Passage for review:
====================
UTC 03:33

All Nippon Airways To Resume Airbus A380 Operations in Honolulu

The Image Above: All Nippon Airways Airbus A380. Photo Credit: Wikimedia Commons

All Nippon Airways (ANA) has announced the planned resumption of its Airbus A380 Flying Honu flights to Honolulu from Tokyo Narita.

According to AviationSource, this specific service will begin on July 1 on a daily basis, with its other flight from Tokyo Haneda due to go daily from May 28 in response to recovery in demand.

Via the press release, ANA explained how it is both keeping its passengers safe, as well as how it is looking to increase frequencies elsewhere:

"ANA will continue to monitor local restrictions and quarantine guidelines as well as demand trends and travel viability as it decides on the frequency of flights and when to resume certain routes."
====================
Information:

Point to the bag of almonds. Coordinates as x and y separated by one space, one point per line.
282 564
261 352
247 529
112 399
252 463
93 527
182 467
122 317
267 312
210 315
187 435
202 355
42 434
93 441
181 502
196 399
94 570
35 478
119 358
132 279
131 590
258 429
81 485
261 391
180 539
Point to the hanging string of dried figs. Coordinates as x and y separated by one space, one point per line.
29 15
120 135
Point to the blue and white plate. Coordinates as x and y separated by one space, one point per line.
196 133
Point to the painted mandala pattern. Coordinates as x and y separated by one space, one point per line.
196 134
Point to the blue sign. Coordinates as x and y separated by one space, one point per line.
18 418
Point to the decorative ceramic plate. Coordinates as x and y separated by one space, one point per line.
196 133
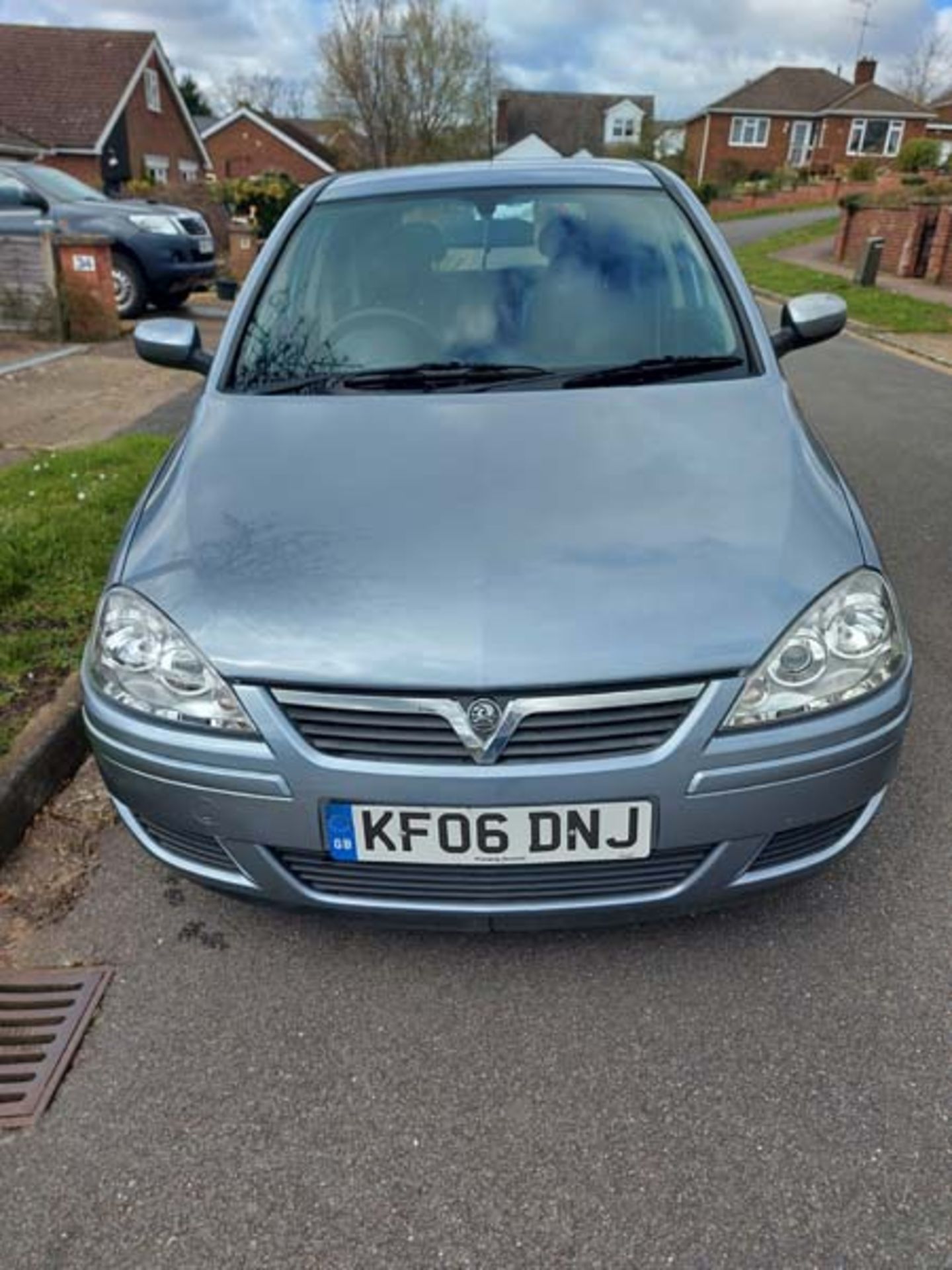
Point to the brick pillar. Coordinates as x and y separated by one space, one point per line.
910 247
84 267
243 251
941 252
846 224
====================
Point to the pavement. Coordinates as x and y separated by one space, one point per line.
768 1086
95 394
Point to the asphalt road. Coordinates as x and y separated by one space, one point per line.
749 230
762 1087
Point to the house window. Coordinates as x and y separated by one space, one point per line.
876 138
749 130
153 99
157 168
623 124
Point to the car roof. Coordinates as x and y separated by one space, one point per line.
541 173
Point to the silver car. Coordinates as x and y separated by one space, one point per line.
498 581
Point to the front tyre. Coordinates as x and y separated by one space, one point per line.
====================
Task to carry out:
Translate this sentence from the article on ANA's Honolulu flights into Spanish: "All Nippon Airways (ANA) has announced the planned resumption of its Airbus A380 Flying Honu flights to Honolulu from Tokyo Narita."

Completed exercise:
All Nippon Airways (ANA) ha anunciado la reanudación prevista de sus vuelos Flying Honu en Airbus A380 a Honolulu desde Tokio Narita.